> WRITTEN TASK
Retype, word for word, the stretch of the emoji and text embedding notebook that begins at the words "all_dfs.append(df)" and stops after the words "combined_df = pd.concat(all_dfs, ignore_index=True)".

** Start EXTRACTED TEXT **

# 3rd Iteration
In this iteration we embed text and emoji separately to preserve their unique signals, then combine them using a linear layer to match dimensionality.
The main purpose is to check if separate processing improves emotional understanding compared to demojizing.

Main steps:

1. Choose emoji-rich dataset

2. Create text and emoji embeddings independently

3. Project emoji embeddings to same dimension as text embeddings

4. Combine embeddings via a linear layer

5. Search most relevant quotes using FAISS index

6. Compare results from Emoji2Vec and Emojinal, and evaluate quality vs. previous iterations

In [26]:
!pip install emoji
!pip install faiss-cpu
!pip install numpy
!pip install scipy
!pip install gensim




In [27]:
import pandas as pd
import numpy as np
import emoji
import os
from transformers import AutoTokenizer, AutoModelForSequenceClassification
import faiss
from tabulate import tabulate
import torch
import torch.nn as nn
from tqdm import tqdm
import re
import ast
from gensim.models import KeyedVectors

## 1. Prepare csv files

In [28]:
all_dfs = []
for file_name in os.listdir("archive"):
    if file_name.endswith('.csv'):
        file_path = os.path.join("archive", file_name)
        try:
            # Read CSV with appropriate encoding
            df = pd.read_csv(file_path)
            all_dfs.append(df)
            print(f"Loaded {file_name} with {len(df)} rows")
        except Exception as e:
            print(f"Error loading {file_name}: {e}")

combined_df = pd.concat(all_dfs, ignore_index=True)
print(f"Combined dataset size: {len(combined_df)} rows")
print()

** End EXTRACTED TEXT **
** Start LISTED ENTRIES **

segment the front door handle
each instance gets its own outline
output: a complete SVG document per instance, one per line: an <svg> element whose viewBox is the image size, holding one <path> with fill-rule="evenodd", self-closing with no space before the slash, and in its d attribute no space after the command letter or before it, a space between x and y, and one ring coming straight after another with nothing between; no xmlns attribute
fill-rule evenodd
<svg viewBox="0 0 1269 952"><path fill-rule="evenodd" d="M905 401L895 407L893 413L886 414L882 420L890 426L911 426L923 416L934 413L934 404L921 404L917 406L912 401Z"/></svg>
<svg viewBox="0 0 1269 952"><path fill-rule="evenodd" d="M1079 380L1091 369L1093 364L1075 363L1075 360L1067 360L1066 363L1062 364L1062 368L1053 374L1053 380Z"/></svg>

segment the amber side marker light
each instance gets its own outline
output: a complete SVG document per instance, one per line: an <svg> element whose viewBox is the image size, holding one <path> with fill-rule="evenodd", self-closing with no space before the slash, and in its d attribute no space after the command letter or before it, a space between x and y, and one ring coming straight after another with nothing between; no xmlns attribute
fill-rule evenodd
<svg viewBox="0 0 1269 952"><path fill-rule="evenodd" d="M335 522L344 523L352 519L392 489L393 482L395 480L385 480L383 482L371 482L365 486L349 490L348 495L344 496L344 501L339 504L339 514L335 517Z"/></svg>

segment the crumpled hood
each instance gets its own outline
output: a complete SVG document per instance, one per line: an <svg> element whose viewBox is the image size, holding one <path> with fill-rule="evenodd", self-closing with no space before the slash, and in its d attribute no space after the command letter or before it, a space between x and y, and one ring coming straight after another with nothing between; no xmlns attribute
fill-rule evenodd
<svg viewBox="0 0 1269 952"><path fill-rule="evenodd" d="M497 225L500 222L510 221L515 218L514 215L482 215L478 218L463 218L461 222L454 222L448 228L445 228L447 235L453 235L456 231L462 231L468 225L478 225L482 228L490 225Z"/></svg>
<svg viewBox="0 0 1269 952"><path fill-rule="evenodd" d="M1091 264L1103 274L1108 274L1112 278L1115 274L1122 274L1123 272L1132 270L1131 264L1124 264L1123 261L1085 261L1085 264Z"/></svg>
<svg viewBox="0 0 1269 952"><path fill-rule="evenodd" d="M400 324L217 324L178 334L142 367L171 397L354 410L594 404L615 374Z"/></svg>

** End LISTED ENTRIES **

> FULL OUTPUT
all_dfs.append(df)
            print(f"Loaded {file_name} with {len(df)} rows")
        except Exception as e:
            print(f"Error loading {file_name}: {e}")

combined_df = pd.concat(all_dfs, ignore_index=True)